#### [Direction]
Show every line in the material below that contains the word "roof".

— start —

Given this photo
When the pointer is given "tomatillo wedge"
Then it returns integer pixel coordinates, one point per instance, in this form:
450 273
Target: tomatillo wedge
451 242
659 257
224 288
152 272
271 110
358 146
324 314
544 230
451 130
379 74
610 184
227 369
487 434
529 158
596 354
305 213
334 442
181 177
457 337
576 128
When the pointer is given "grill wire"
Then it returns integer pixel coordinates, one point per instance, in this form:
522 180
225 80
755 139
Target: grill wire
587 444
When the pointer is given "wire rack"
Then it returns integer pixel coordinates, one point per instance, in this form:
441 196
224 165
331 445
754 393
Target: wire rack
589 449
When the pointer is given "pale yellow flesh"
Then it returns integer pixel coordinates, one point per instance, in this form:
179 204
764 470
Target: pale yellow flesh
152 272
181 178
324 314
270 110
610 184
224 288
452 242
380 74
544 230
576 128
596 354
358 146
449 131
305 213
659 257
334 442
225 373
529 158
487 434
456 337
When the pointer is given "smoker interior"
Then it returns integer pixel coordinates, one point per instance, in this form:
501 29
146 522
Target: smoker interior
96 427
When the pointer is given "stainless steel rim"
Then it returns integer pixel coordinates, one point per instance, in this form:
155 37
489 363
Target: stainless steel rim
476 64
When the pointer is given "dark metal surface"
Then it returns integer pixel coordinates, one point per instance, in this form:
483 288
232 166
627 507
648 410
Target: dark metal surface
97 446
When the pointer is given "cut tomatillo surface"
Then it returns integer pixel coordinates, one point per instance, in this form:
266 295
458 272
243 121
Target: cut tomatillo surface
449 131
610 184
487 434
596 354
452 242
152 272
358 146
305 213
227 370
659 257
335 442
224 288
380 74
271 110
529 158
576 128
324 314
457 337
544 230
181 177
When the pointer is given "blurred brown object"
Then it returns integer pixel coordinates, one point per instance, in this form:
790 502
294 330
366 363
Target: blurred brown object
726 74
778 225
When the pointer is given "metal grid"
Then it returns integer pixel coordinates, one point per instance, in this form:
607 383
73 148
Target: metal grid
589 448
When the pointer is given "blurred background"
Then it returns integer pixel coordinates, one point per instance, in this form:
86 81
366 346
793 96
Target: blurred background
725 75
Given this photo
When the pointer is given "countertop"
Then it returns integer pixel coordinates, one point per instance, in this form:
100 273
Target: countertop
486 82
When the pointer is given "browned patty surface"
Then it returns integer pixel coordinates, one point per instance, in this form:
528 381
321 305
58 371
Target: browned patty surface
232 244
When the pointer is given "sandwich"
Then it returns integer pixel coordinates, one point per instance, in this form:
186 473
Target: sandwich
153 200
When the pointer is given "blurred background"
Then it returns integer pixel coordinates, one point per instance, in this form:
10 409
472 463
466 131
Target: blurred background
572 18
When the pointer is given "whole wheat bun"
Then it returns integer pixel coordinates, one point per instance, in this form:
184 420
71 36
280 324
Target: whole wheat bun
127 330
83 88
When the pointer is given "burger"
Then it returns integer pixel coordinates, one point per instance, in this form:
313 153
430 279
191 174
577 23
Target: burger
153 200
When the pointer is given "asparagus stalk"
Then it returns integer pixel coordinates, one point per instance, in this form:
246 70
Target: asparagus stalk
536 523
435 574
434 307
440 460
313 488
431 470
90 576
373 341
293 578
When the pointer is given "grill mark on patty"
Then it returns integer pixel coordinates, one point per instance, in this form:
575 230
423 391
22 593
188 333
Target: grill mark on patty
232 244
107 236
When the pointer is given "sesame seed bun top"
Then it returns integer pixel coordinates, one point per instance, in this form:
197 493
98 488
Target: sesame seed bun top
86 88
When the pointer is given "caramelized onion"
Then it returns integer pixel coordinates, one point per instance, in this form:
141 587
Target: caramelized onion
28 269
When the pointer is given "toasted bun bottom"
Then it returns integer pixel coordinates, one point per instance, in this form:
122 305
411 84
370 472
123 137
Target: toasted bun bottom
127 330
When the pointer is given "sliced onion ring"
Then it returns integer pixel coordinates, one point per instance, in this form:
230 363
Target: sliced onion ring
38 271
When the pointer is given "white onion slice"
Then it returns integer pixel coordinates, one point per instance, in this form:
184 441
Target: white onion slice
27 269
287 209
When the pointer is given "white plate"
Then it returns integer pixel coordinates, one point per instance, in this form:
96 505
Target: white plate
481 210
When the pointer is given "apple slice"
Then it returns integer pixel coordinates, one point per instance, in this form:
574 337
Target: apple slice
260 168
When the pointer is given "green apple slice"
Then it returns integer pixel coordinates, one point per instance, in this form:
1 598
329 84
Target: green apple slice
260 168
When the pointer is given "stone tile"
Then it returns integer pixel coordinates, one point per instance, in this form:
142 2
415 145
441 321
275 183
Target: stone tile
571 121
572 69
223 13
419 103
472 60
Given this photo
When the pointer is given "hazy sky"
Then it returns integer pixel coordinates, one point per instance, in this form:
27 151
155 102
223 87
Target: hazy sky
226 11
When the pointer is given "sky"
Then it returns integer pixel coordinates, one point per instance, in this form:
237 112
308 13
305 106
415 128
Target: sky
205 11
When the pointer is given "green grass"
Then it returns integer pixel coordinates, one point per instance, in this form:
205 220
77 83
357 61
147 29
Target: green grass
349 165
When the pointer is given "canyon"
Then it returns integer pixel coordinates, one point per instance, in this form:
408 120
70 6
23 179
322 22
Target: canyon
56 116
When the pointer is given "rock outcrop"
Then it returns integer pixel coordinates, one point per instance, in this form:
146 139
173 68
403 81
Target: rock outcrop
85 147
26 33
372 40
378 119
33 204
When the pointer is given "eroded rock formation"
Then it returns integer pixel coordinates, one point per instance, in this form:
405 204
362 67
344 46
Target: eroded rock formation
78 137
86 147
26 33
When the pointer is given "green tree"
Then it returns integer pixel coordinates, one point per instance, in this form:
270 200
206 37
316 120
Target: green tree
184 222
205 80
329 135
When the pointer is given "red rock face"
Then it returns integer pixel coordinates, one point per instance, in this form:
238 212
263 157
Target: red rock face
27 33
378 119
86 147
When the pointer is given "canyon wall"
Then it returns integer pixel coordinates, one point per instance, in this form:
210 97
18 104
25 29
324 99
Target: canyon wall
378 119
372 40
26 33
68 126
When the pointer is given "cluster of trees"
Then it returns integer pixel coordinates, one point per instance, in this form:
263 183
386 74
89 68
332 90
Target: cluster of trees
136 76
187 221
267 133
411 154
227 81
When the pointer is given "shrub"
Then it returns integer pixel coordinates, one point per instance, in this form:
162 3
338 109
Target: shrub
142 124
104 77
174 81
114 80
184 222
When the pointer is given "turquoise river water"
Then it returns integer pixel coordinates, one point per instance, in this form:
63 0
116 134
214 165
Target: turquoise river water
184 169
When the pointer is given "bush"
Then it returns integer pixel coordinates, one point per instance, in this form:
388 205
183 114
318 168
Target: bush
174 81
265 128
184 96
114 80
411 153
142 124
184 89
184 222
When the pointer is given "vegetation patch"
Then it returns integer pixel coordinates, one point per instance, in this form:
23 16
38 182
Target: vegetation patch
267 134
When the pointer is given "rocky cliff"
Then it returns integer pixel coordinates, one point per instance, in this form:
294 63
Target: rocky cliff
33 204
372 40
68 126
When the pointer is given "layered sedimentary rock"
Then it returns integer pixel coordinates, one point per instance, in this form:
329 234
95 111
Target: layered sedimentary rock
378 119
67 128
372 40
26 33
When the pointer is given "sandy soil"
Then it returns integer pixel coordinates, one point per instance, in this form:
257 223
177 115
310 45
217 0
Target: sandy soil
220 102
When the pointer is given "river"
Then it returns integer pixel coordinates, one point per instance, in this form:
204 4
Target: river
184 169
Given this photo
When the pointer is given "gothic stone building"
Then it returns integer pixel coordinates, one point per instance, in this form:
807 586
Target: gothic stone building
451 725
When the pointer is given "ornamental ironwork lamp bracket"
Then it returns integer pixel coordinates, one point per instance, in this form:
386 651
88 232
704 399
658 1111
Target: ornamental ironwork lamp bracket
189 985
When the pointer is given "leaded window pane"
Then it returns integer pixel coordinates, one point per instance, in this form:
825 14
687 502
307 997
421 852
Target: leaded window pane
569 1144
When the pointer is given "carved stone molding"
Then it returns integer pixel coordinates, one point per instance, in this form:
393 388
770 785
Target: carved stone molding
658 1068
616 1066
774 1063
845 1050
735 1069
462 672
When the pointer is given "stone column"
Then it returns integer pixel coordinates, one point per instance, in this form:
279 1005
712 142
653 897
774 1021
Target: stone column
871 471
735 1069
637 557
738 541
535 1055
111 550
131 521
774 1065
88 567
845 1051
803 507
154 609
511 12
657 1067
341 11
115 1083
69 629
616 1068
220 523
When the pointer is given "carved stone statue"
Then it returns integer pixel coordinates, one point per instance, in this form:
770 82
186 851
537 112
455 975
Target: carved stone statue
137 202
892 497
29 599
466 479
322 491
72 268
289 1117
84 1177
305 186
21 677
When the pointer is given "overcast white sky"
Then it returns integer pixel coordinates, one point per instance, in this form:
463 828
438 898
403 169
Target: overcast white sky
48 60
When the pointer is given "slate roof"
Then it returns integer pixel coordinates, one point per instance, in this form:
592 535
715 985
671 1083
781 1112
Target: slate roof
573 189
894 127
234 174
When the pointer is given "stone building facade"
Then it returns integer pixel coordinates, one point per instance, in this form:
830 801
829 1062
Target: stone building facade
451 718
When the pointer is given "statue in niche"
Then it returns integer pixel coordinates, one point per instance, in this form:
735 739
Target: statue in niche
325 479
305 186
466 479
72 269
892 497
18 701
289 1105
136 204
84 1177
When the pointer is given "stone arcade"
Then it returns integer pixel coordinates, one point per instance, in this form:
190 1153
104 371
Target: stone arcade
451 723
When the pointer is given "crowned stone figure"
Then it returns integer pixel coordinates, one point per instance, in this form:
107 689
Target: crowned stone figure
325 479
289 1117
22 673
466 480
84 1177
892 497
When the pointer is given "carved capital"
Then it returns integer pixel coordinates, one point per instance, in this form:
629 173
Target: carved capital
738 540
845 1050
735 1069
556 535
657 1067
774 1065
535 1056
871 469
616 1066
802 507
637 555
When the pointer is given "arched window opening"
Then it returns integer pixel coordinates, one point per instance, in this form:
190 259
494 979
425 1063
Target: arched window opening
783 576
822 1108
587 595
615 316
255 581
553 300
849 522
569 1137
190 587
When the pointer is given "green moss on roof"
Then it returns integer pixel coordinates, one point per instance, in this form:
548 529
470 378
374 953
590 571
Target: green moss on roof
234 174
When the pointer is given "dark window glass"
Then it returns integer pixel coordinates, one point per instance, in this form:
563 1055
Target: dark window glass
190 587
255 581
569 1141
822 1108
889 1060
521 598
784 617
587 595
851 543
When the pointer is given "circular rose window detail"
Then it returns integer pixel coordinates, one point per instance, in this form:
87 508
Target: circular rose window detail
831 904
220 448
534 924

— end —

#### [Task output]
When the pointer is given "slate roof"
Target: slate roof
When the pointer is given "green moss on roof"
Target: green moss on roof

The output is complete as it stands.